- [Records provided]
────────────────

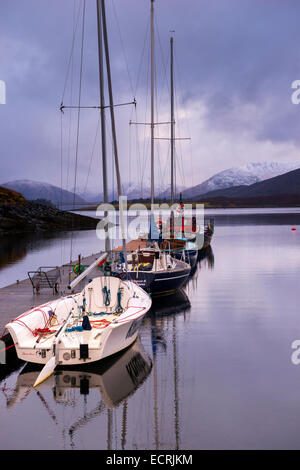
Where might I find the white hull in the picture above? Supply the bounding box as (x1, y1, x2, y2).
(7, 339, 152, 409)
(6, 276, 151, 367)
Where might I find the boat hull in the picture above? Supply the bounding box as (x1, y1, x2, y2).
(127, 265, 190, 295)
(11, 317, 144, 366)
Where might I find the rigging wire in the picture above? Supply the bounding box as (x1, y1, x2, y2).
(82, 112, 101, 199)
(155, 17, 172, 198)
(174, 47, 193, 191)
(72, 0, 86, 207)
(137, 29, 151, 198)
(111, 122, 115, 202)
(110, 1, 151, 199)
(128, 119, 132, 197)
(61, 1, 84, 105)
(66, 0, 78, 194)
(175, 97, 187, 190)
(60, 108, 64, 211)
(60, 110, 64, 265)
(60, 0, 78, 265)
(133, 17, 151, 98)
(174, 82, 186, 189)
(70, 0, 86, 263)
(155, 16, 170, 100)
(161, 146, 171, 194)
(154, 50, 164, 198)
(131, 18, 150, 198)
(111, 0, 134, 98)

────────────────

- [Prompt] The records above are to be restated exactly, without their pictures.

- [Solution for this exercise]
Where might I find the white hull in the picture above? Supply the bounding box as (x1, y1, x2, y2).
(7, 339, 152, 409)
(6, 276, 151, 367)
Where might I find the boat hull in the picture above? Supply the bounding box as (x1, y1, x2, y2).
(127, 265, 190, 295)
(11, 317, 144, 366)
Where might I find the rigging wire in the picture above? Supply the bounding box as (x1, y1, x2, y2).
(82, 112, 101, 199)
(155, 17, 172, 198)
(174, 47, 193, 191)
(72, 0, 86, 207)
(137, 29, 151, 198)
(111, 122, 115, 202)
(110, 1, 151, 199)
(128, 119, 132, 197)
(61, 1, 84, 105)
(66, 0, 78, 194)
(175, 97, 187, 190)
(60, 108, 64, 211)
(60, 110, 64, 265)
(60, 0, 78, 265)
(133, 17, 151, 98)
(174, 82, 186, 189)
(70, 0, 86, 263)
(155, 16, 170, 100)
(161, 146, 171, 194)
(154, 50, 164, 198)
(131, 18, 150, 198)
(111, 0, 134, 98)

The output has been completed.